*AVAILABLE DATA*:

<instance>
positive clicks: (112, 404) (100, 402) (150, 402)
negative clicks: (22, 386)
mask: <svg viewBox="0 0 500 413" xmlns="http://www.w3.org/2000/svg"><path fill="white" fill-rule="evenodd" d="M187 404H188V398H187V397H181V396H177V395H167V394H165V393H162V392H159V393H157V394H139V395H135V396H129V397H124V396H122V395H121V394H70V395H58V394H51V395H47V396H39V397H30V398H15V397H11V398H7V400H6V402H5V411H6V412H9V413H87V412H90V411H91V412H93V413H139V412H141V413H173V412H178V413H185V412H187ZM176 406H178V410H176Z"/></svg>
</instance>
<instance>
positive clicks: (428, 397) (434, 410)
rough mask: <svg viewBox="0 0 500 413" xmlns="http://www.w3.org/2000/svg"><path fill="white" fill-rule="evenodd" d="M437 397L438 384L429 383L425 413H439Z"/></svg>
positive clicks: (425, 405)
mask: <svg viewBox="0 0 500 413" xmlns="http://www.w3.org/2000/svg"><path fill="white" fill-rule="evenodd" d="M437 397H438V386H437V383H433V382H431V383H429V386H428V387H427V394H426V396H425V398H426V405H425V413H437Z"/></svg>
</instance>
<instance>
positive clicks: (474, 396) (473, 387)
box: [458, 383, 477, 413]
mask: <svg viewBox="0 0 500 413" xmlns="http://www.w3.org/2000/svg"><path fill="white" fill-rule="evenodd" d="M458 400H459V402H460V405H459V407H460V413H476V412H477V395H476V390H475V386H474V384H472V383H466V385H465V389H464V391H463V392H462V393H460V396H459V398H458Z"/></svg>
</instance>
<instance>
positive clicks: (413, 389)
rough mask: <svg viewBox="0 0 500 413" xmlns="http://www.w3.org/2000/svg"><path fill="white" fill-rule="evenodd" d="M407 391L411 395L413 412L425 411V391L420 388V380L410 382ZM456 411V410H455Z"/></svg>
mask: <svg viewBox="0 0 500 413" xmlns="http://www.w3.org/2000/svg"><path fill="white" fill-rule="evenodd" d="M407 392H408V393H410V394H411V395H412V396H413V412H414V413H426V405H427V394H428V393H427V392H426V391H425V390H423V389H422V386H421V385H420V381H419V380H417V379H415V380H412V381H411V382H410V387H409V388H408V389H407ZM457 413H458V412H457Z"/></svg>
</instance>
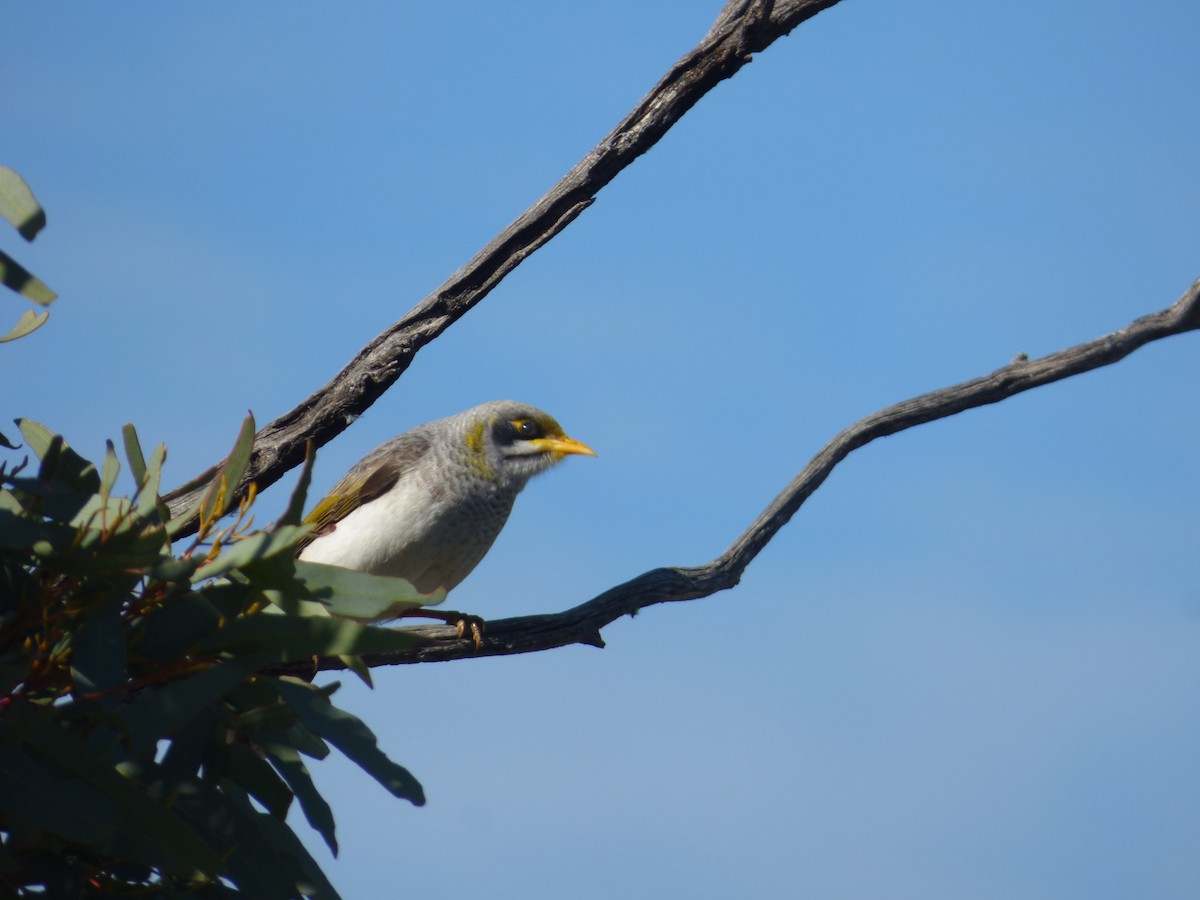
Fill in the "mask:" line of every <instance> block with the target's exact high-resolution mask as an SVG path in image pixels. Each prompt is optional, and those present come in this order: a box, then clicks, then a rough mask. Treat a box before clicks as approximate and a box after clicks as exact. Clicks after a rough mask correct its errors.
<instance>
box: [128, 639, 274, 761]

*HOW TO COMPLETE THIS TASK*: The result should be an exact retyped version of all the entries above, containing no pictures.

*RESULT OF THE EXERCISE*:
<instance>
positive clicks: (112, 404) (100, 402) (150, 402)
negative clicks: (22, 386)
mask: <svg viewBox="0 0 500 413" xmlns="http://www.w3.org/2000/svg"><path fill="white" fill-rule="evenodd" d="M187 404H188V398H187V397H181V396H177V395H167V394H165V393H162V392H159V393H157V394H139V395H135V396H129V397H124V396H122V395H121V394H70V395H58V394H51V395H47V396H39V397H30V398H15V397H11V398H7V400H6V402H5V411H6V412H9V413H87V412H90V411H91V412H93V413H139V412H141V413H173V412H178V413H185V412H187ZM176 406H178V410H176Z"/></svg>
</instance>
<instance>
positive clicks: (428, 397) (434, 410)
rough mask: <svg viewBox="0 0 500 413" xmlns="http://www.w3.org/2000/svg"><path fill="white" fill-rule="evenodd" d="M437 397L438 384L429 383L425 413H439Z"/></svg>
positive clicks: (425, 405)
mask: <svg viewBox="0 0 500 413" xmlns="http://www.w3.org/2000/svg"><path fill="white" fill-rule="evenodd" d="M437 397H438V386H437V383H433V382H431V383H429V386H428V387H427V394H426V396H425V398H426V405H425V413H437Z"/></svg>
</instance>
<instance>
positive clicks: (474, 396) (473, 387)
box: [458, 383, 477, 413]
mask: <svg viewBox="0 0 500 413" xmlns="http://www.w3.org/2000/svg"><path fill="white" fill-rule="evenodd" d="M458 400H459V402H460V405H459V407H460V413H476V412H477V395H476V390H475V386H474V384H472V383H466V385H465V389H464V391H463V392H462V393H460V396H459V398H458Z"/></svg>
</instance>
<instance>
positive clicks: (413, 389)
rough mask: <svg viewBox="0 0 500 413" xmlns="http://www.w3.org/2000/svg"><path fill="white" fill-rule="evenodd" d="M407 391L411 395L413 412L425 411V391L420 388V380L410 382ZM456 411V410H455Z"/></svg>
mask: <svg viewBox="0 0 500 413" xmlns="http://www.w3.org/2000/svg"><path fill="white" fill-rule="evenodd" d="M407 392H408V393H410V394H411V395H412V396H413V412H414V413H426V405H427V394H428V393H427V392H426V391H425V390H423V389H422V386H421V385H420V381H419V380H417V379H415V380H412V381H411V382H410V387H409V388H408V389H407ZM457 413H458V412H457Z"/></svg>
</instance>
Fill in the "mask:" line of every <instance> block with the target's exact high-resolution mask as an SVG path in image pixels. Each prompt is optional, and those present come in this order: a box, then clicks, then a rough mask. Treat a box before clicks as approximate and a box after clicks as exact. Clicks after a rough mask correct its errors.
<instance>
box: [128, 639, 274, 761]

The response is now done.